# GIVEN DATA:
============================================================
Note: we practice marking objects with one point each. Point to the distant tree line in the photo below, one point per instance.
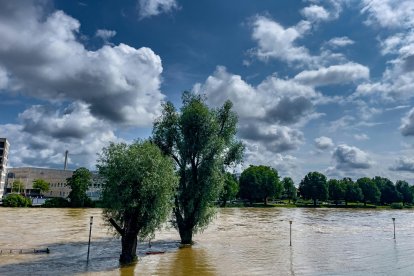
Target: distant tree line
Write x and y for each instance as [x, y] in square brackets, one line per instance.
[260, 183]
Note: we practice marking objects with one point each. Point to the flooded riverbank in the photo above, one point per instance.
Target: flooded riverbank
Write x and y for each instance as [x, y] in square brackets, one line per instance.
[241, 241]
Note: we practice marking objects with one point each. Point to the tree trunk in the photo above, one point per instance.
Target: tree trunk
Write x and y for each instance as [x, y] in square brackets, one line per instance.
[186, 235]
[129, 248]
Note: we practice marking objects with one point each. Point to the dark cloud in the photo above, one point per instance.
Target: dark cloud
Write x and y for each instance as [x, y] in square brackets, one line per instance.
[290, 110]
[403, 164]
[407, 124]
[349, 158]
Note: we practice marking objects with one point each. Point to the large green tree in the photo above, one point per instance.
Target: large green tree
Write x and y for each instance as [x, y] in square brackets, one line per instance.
[314, 186]
[41, 185]
[17, 186]
[202, 142]
[289, 189]
[139, 189]
[370, 191]
[260, 183]
[79, 182]
[404, 189]
[336, 190]
[230, 189]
============================================================
# WHAT TO PRODUCE:
Scale every record above: rewrite all of its lines, requests included, with each x and y coordinate in the answers multiplied by 0.6 and rounded to a whole number, halves going up. Leave the pictures out.

# RESULT FOR THIS EXERCISE:
Note: we practice marking objects with one point each. Point to the distant tree line in the photo below, one point per instance.
Target: distant tree line
Write x and y for each instance as [x, y] in square brackets, one line per instance.
[156, 110]
Note: we practice marking objects with one point each. Point to the flooded riverbank in the photo above, one point per instance.
Target: flooded riverbank
Write x and y for each instance as [x, y] in square brackets, one line per instance.
[145, 145]
Note: we practice marking objects with one point each. Point to the tree trunk in the photo above, one point per instance.
Target: tree trunk
Write x and y for each instance as [x, y] in square brackets, one line per instance.
[112, 141]
[77, 149]
Note: we practice marking objects with one point each. Point to the dark cloud in the photo above, one point per instance.
Target: dark cloud
Write x and y for each instance as [x, y] in square brackets, one line per instance.
[174, 66]
[242, 98]
[244, 74]
[209, 95]
Note: we practice marking objects with one point each. Point to the large green tree in the photo above, one point per instance.
Target: large green tree
Write x and y for each instance as [x, y] in square brackets, one line per instance.
[188, 112]
[25, 111]
[10, 112]
[121, 85]
[173, 113]
[83, 113]
[222, 115]
[156, 110]
[47, 109]
[242, 113]
[202, 114]
[138, 113]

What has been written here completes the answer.